### [Given problem 1]
Gather every line in the records that contains the word "mountain".

### [Passage]
§ §

Farmington Residents Hope for Younger Leadership Following Pope Benedict's Resignation

One hopes his successor will tweet.

Farmington residents commenting on Facebook welcomed the news Monday that Pope Benedict XVI would resign his ministry on Feb. 28.

It was not so much that they were glad to see him go, as they agreed with Benedict that the demands of the role were too much for someone of his advanced age.

“…in order to govern the bark of Saint Peter and proclaim the Gospel, both strength of mind and body are necessary, strength which in the last few months, has deteriorated in me to the extent that I have had to recognize my incapacity to adequately fulfill the ministry entrusted to me,” Benedict said in announcing his decision today in the Vatican City. 

The decision makes Benedict the first pope to resign in nearly 600 years, according to the AP report.

Dave Smith called the news a positive turn of events.

“Very surprised that he realized his capacities were becoming diminished. It's time to get someone stronger and younger in so they can plot some long-term thinking on the many challenges facing the Catholic Church,” Smith said.

§ §

### [Dataset entries]
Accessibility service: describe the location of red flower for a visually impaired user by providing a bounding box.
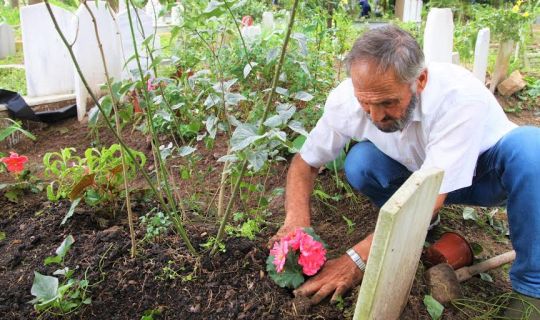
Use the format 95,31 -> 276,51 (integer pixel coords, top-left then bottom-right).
0,152 -> 28,173
242,16 -> 253,27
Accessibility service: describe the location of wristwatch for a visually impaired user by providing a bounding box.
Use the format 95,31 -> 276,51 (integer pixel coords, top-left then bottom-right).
347,248 -> 366,272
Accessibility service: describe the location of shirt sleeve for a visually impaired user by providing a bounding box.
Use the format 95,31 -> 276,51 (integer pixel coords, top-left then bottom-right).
421,97 -> 488,193
300,90 -> 351,168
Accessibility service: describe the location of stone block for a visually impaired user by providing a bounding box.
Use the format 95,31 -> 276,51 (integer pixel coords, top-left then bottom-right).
497,70 -> 527,97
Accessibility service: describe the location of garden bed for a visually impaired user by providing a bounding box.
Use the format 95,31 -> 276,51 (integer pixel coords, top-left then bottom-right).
0,109 -> 539,319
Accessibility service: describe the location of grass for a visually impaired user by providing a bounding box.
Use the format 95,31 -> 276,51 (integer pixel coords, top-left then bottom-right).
0,68 -> 26,96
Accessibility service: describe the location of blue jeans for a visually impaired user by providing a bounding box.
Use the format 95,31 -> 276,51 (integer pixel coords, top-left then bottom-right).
345,127 -> 540,298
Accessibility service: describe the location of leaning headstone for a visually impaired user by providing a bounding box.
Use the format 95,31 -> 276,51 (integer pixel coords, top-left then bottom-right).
424,8 -> 454,63
73,1 -> 122,121
473,28 -> 490,83
171,2 -> 184,26
353,169 -> 443,320
20,3 -> 74,97
489,40 -> 514,93
261,11 -> 274,31
0,23 -> 15,59
116,8 -> 159,79
452,51 -> 459,65
144,0 -> 165,26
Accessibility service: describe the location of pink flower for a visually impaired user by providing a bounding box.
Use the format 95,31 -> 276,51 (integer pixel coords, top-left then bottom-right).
146,78 -> 157,91
0,152 -> 28,173
270,239 -> 289,272
298,236 -> 326,276
242,16 -> 253,27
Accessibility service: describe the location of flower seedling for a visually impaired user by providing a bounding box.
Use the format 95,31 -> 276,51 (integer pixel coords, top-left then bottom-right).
30,235 -> 92,316
266,228 -> 326,289
0,152 -> 28,174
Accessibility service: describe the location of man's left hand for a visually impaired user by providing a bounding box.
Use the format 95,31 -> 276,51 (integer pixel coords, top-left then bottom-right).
294,255 -> 364,304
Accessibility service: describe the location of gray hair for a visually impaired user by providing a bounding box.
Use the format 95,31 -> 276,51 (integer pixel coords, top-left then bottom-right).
345,25 -> 425,83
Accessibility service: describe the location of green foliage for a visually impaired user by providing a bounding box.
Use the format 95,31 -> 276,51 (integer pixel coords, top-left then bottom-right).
139,209 -> 172,241
266,252 -> 304,289
0,68 -> 26,96
0,5 -> 21,25
43,144 -> 146,206
424,295 -> 444,320
30,235 -> 92,316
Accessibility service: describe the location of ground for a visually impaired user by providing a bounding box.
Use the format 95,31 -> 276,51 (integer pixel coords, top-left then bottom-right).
0,104 -> 540,319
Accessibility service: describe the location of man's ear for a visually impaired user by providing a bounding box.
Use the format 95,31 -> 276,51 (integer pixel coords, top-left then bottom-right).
416,68 -> 428,93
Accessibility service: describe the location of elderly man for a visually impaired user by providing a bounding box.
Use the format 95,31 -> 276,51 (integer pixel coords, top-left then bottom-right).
273,26 -> 540,316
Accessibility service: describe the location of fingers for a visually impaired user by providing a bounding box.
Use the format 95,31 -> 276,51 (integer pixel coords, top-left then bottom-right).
330,286 -> 347,302
310,285 -> 335,304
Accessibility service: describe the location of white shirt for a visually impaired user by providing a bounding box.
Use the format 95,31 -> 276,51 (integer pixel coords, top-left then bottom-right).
300,63 -> 517,193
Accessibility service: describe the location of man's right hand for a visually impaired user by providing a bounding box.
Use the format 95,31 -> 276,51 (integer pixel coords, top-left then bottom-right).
266,224 -> 309,249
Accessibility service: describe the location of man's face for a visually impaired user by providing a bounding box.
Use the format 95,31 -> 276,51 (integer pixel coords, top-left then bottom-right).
351,62 -> 423,132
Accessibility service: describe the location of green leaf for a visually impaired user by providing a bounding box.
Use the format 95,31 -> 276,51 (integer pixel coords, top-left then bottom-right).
178,146 -> 197,157
60,198 -> 81,225
247,150 -> 268,172
480,272 -> 493,282
231,123 -> 264,152
289,120 -> 308,136
293,91 -> 313,102
463,207 -> 478,221
266,254 -> 304,289
244,62 -> 257,78
424,295 -> 444,320
30,271 -> 58,304
56,235 -> 75,258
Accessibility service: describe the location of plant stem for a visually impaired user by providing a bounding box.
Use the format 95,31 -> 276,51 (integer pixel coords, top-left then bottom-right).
82,1 -> 137,258
211,0 -> 298,254
126,0 -> 197,255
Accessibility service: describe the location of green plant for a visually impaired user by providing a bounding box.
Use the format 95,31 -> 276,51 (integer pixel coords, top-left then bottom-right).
0,68 -> 26,95
139,208 -> 172,241
43,144 -> 146,205
30,235 -> 92,316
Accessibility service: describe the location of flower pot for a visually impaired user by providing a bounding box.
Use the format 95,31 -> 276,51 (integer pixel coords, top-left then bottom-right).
425,232 -> 474,270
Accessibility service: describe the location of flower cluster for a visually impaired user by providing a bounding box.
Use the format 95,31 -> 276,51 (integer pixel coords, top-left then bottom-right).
267,228 -> 326,288
0,152 -> 28,173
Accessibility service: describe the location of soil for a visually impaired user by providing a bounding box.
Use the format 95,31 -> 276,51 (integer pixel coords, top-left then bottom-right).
0,98 -> 540,319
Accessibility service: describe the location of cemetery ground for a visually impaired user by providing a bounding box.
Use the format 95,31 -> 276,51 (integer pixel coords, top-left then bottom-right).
0,101 -> 540,319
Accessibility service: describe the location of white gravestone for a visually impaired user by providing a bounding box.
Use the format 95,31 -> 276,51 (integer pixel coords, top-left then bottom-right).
396,0 -> 423,22
473,28 -> 490,83
144,0 -> 165,26
72,1 -> 122,121
353,168 -> 443,320
424,8 -> 454,63
0,23 -> 15,59
20,3 -> 74,97
261,11 -> 274,31
116,8 -> 159,79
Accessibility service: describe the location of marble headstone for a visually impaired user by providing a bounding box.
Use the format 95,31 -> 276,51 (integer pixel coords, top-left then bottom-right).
20,3 -> 75,97
72,1 -> 122,121
473,28 -> 490,83
424,8 -> 454,63
0,23 -> 15,59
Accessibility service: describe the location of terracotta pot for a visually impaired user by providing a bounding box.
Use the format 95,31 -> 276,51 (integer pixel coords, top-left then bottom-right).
425,232 -> 474,270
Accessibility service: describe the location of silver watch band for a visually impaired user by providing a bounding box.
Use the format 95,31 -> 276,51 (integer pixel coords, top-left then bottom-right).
347,248 -> 366,272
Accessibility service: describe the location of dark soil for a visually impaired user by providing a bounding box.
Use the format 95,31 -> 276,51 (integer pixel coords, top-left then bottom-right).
0,99 -> 540,319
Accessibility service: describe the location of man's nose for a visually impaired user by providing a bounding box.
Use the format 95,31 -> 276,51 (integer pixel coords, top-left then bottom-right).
369,106 -> 386,122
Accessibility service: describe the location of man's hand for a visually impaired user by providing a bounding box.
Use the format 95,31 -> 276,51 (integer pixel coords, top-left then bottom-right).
294,255 -> 364,304
266,223 -> 309,249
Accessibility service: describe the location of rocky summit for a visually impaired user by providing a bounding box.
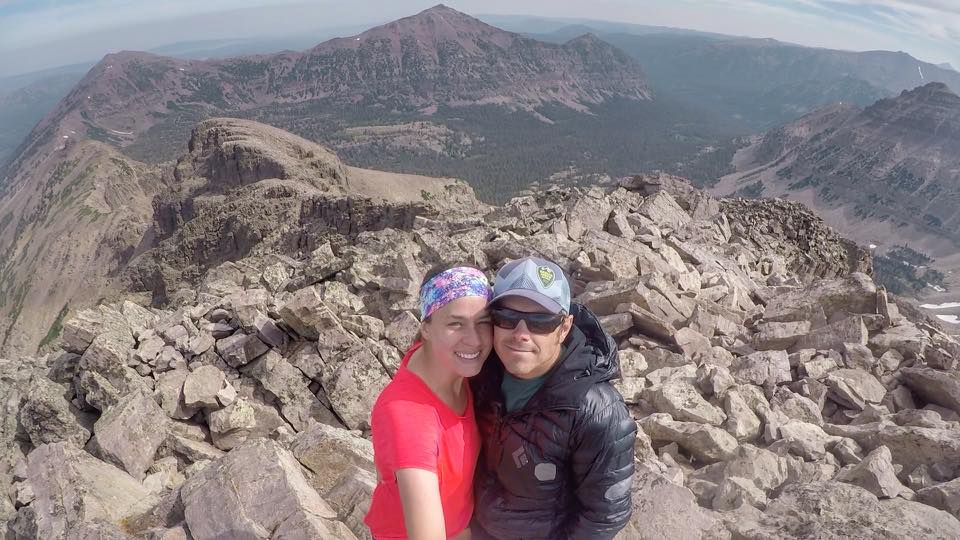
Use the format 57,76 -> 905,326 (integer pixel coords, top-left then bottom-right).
0,125 -> 960,540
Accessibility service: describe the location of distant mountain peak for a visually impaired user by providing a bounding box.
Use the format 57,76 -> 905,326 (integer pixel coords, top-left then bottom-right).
867,82 -> 960,116
332,4 -> 519,52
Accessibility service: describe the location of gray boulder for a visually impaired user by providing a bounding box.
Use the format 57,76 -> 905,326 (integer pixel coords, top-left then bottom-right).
836,446 -> 912,499
18,375 -> 94,447
180,439 -> 353,539
15,442 -> 155,539
290,422 -> 376,496
90,392 -> 168,481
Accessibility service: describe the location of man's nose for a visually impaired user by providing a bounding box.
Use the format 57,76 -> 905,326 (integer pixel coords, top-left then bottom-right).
463,326 -> 482,347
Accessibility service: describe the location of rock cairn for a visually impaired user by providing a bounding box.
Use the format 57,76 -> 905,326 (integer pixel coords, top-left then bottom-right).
0,177 -> 960,540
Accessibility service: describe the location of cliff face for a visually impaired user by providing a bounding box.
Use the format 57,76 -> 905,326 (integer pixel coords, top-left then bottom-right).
0,119 -> 482,354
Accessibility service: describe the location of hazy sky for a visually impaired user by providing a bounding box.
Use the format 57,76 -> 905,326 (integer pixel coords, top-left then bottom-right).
0,0 -> 960,76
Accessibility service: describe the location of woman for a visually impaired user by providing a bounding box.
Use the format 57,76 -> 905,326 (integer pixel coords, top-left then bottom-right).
364,266 -> 493,540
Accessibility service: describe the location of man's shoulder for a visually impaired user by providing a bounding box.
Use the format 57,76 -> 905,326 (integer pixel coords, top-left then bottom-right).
579,381 -> 627,417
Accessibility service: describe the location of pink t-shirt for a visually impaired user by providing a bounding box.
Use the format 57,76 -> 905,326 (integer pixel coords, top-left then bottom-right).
364,342 -> 480,540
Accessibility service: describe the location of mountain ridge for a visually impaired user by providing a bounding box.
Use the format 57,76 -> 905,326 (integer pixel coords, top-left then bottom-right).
713,82 -> 960,266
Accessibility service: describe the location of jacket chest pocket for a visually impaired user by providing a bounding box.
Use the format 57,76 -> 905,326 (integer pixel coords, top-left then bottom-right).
497,431 -> 567,501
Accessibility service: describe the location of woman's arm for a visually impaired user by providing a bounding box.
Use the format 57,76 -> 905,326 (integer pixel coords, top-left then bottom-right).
397,469 -> 447,540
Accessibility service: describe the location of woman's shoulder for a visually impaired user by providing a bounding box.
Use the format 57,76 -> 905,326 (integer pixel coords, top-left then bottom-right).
373,368 -> 437,416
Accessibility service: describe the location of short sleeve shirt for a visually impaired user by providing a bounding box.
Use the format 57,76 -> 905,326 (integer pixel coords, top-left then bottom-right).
364,342 -> 480,540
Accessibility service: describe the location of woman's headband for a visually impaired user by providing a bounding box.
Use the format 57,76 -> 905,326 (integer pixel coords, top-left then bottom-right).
420,266 -> 493,320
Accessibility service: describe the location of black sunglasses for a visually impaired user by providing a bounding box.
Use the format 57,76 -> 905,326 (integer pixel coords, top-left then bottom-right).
490,308 -> 566,334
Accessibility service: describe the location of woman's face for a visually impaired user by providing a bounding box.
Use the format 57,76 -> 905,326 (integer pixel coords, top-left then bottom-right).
421,296 -> 493,377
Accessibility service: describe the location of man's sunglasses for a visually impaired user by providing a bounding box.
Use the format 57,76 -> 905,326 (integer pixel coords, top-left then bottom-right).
490,307 -> 566,334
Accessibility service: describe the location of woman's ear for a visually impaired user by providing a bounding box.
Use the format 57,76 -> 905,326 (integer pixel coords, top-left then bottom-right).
418,321 -> 430,341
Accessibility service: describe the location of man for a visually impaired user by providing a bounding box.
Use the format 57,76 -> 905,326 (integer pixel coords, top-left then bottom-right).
471,257 -> 637,540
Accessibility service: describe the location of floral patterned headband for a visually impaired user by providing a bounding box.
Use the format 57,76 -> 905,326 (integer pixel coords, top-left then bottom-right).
420,266 -> 493,320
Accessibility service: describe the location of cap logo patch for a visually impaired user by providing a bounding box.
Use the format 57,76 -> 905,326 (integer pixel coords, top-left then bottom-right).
537,266 -> 557,289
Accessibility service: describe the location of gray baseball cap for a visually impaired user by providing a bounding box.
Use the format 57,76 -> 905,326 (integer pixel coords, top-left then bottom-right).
490,257 -> 570,313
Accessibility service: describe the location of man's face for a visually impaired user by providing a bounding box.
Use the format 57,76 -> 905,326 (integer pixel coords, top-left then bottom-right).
493,296 -> 573,379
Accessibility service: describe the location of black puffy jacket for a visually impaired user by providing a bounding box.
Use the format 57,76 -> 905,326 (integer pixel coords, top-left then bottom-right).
471,304 -> 637,540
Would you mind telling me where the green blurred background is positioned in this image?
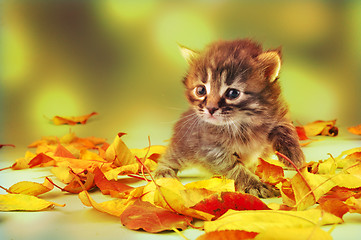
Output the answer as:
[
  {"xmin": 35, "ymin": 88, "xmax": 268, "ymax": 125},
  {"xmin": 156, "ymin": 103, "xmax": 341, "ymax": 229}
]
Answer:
[{"xmin": 0, "ymin": 0, "xmax": 361, "ymax": 147}]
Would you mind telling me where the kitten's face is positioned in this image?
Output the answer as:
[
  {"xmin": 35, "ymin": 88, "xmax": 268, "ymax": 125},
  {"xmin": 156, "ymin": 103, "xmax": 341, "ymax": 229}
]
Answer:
[{"xmin": 184, "ymin": 39, "xmax": 279, "ymax": 126}]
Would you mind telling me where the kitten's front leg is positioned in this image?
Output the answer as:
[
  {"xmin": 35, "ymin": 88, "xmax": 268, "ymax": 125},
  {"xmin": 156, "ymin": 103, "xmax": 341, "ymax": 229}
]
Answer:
[{"xmin": 268, "ymin": 123, "xmax": 305, "ymax": 167}]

§ §

### [Given problem 2]
Give back the full article on Pope Benedict's resignation, word for word.

### [Exercise output 1]
Accessibility service: describe the location of distant mountain peak for a visually impaired user by providing a bounding box.
Accessibility service: describe the location of mountain ridge for a visually impaired user by providing a bounding box.

### [Exercise output 2]
Farmington Residents Hope for Younger Leadership Following Pope Benedict's Resignation

One hopes his successor will tweet.

Farmington residents commenting on Facebook welcomed the news Monday that Pope Benedict XVI would resign his ministry on Feb. 28.

It was not so much that they were glad to see him go, as they agreed with Benedict that the demands of the role were too much for someone of his advanced age.

“…in order to govern the bark of Saint Peter and proclaim the Gospel, both strength of mind and body are necessary, strength which in the last few months, has deteriorated in me to the extent that I have had to recognize my incapacity to adequately fulfill the ministry entrusted to me,” Benedict said in announcing his decision today in the Vatican City. 

The decision makes Benedict the first pope to resign in nearly 600 years, according to the AP report.

Dave Smith called the news a positive turn of events.

“Very surprised that he realized his capacities were becoming diminished. It's time to get someone stronger and younger in so they can plot some long-term thinking on the many challenges facing the Catholic Church,” Smith said.